[Entries from a dataset]
------------------------------------

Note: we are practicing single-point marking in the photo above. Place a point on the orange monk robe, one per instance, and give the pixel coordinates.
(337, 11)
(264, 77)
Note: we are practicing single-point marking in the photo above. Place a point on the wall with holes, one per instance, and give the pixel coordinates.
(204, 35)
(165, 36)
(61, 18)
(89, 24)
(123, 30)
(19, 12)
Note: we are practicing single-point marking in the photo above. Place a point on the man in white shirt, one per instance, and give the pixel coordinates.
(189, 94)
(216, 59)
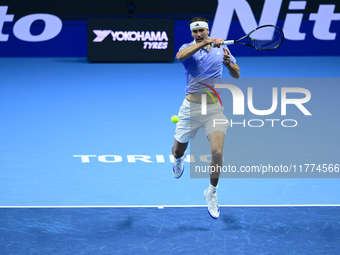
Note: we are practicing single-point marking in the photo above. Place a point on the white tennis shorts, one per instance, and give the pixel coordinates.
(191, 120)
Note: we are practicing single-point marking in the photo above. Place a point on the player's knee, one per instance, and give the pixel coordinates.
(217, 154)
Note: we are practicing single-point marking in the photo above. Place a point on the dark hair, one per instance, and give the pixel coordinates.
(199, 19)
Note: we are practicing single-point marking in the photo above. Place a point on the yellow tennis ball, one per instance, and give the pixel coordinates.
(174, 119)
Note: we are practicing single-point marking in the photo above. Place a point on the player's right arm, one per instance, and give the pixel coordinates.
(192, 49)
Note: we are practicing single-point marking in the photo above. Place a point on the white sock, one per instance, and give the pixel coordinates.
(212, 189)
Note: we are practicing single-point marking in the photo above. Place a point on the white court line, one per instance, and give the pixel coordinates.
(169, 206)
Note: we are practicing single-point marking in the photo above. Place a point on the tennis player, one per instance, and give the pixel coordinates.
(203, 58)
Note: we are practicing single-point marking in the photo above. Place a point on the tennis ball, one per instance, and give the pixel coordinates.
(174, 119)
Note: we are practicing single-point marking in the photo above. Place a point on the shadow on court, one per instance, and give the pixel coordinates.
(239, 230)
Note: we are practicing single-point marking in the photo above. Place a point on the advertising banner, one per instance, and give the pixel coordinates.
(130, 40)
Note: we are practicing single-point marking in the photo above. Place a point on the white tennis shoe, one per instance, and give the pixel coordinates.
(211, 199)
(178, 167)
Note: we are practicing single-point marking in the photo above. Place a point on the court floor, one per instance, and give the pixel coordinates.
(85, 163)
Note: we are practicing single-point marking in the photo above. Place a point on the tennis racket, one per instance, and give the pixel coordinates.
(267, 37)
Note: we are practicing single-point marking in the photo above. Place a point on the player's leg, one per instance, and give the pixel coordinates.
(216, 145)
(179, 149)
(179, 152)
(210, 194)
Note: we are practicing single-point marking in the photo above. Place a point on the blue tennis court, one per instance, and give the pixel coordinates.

------------------------------------

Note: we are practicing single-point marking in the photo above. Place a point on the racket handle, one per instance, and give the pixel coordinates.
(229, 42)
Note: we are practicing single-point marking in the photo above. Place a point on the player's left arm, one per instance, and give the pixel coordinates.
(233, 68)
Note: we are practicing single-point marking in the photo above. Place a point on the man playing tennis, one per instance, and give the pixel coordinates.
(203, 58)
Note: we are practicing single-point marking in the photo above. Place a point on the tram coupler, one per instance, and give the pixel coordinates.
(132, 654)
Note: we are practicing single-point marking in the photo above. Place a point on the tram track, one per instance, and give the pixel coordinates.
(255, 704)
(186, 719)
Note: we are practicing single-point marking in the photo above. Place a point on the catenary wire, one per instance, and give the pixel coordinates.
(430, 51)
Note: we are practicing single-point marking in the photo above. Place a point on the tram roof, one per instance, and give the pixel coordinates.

------------------------------------

Given request>
Render everything from the line containing "on the racket" down to the line containing "tram roof, one" as a Markdown table with columns Index and Line. Number each line in order and leave out any blank lines.

Task solution>
| Index | Line |
|---|---|
| 1 | Note: we are practicing single-point marking in the photo above. Place a point on the racket handle, one per instance, and give the pixel coordinates. |
| 2 | (229, 42) |
| 3 | Note: we are practicing single-point marking in the photo above. Place a point on the player's left arm, one per instance, and give the pixel coordinates. |
| 4 | (233, 68) |
| 5 | Note: we are practicing single-point marking in the photo above. Place a point on the man playing tennis, one per instance, and give the pixel coordinates. |
| 6 | (203, 58) |
| 7 | Note: we are practicing single-point marking in the photo above. Place a point on the tram coupler, one per instance, and give the pixel coordinates. |
| 8 | (132, 654) |
| 9 | Note: we are practicing single-point marking in the photo above. Place a point on the tram track, one per instance, and give the pixel coordinates. |
| 10 | (255, 704) |
| 11 | (186, 719) |
| 12 | Note: we are practicing single-point marking in the photo above. Place a point on the catenary wire, one per instance, and give the pixel coordinates. |
| 13 | (430, 51) |
| 14 | Note: we are practicing single-point marking in the photo above. Place a point on the tram roof, one per instance, and give the pixel coordinates. |